begin
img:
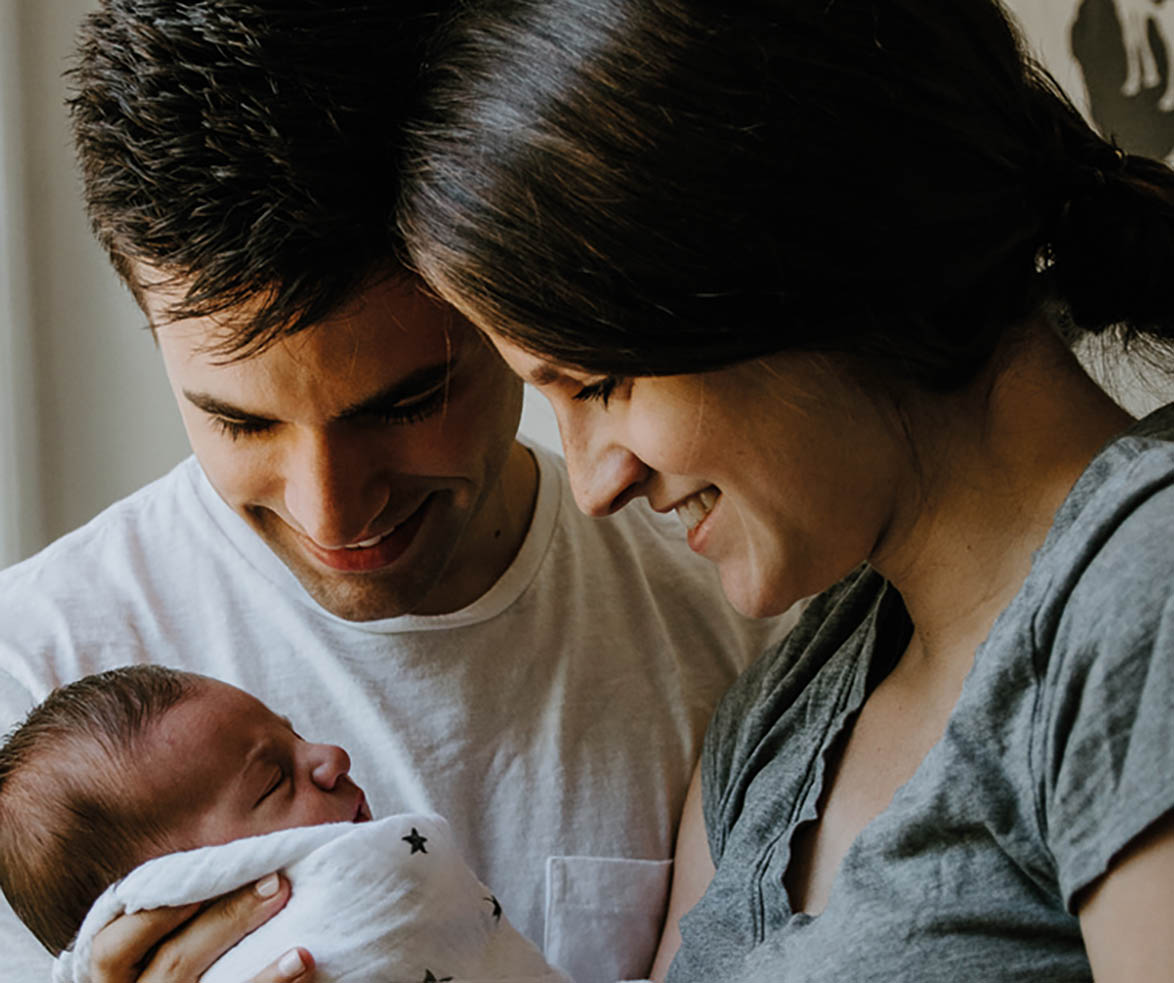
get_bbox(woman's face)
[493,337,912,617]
end
begin
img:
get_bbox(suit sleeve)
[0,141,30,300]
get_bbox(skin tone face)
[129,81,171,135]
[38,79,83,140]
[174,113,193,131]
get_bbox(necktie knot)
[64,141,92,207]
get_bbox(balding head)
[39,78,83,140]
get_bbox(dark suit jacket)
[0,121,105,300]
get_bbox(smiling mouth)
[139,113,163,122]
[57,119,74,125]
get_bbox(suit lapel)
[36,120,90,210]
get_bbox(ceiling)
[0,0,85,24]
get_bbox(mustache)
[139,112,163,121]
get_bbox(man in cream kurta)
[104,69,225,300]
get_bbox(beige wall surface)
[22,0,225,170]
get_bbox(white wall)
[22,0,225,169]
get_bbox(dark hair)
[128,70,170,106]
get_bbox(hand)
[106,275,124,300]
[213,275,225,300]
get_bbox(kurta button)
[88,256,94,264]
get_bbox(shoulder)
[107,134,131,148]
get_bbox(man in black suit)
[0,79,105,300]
end
begin
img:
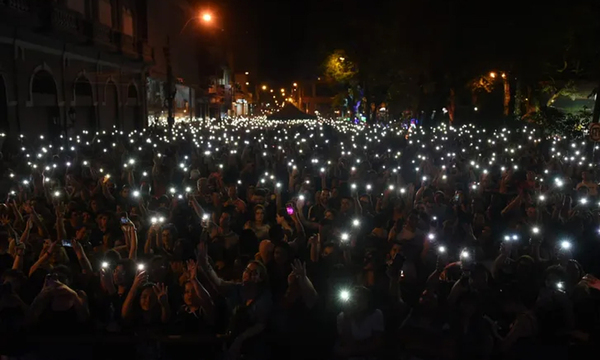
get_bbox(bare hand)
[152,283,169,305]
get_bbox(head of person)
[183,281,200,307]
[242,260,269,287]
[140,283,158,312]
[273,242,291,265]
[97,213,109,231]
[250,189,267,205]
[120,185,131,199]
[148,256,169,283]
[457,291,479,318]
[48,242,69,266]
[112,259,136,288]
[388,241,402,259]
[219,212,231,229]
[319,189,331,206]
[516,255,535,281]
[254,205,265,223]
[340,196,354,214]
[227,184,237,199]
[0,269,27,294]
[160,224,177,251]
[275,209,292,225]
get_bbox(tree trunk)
end
§ WHAT IS EXPECTED: Which lines in the items above contain the word "suit"? Pull out each of those lines and copy it unchanged.

§ WRITTEN ANSWER:
get_bbox(suit sleeve)
get_bbox(dark suit jacket)
get_bbox(suit lapel)
get_bbox(man in black suit)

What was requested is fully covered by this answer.